Entradas de anotación de regiones:
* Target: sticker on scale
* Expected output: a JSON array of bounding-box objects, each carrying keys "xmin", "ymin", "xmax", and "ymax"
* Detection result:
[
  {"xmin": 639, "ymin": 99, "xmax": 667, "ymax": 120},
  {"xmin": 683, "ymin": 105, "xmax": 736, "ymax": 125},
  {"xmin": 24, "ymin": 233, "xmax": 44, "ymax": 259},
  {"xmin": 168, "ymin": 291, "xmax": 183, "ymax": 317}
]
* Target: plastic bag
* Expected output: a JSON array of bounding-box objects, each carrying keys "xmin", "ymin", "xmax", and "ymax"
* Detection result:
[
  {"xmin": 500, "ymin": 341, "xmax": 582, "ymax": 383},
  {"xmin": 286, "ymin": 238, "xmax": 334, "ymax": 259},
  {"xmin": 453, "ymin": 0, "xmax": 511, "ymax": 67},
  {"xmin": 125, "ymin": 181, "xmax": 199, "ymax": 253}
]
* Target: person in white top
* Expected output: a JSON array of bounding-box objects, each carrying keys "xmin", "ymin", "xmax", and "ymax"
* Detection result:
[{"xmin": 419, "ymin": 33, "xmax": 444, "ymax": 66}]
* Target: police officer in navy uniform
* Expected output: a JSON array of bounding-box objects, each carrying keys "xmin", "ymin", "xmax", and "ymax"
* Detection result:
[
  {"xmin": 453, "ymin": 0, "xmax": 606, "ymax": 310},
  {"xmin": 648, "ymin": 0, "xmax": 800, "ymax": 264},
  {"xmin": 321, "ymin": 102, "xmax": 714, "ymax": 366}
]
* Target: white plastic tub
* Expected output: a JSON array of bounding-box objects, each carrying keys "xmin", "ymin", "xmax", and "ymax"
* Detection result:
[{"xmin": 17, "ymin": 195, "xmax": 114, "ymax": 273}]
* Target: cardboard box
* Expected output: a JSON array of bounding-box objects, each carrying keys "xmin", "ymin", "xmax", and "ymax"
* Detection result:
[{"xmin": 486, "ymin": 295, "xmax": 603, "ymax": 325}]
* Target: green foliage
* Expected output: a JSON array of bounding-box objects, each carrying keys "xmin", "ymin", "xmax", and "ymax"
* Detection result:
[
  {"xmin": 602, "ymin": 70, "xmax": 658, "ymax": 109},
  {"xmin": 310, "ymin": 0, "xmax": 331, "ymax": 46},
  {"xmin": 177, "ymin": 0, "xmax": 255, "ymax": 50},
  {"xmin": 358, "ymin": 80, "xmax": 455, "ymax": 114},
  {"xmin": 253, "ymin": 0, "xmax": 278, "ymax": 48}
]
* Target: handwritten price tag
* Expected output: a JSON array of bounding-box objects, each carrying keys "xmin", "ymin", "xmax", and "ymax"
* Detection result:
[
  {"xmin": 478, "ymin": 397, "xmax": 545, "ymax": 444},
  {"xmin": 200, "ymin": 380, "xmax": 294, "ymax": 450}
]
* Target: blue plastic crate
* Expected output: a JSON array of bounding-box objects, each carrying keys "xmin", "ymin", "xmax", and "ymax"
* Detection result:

TU TAREA: ¿Qué líneas de arriba contienen la palabra "Target", distinguiendo entre mayúsculas y minúsculas? Indícalas copiando cada una completa.

RESULTADO FINAL:
* Target: sticker on scale
* Target: plastic bag
* Target: person in white top
* Target: police officer in navy uniform
* Target: white plastic tub
* Target: cardboard box
* Target: green foliage
* Target: handwritten price tag
* Target: blue plastic crate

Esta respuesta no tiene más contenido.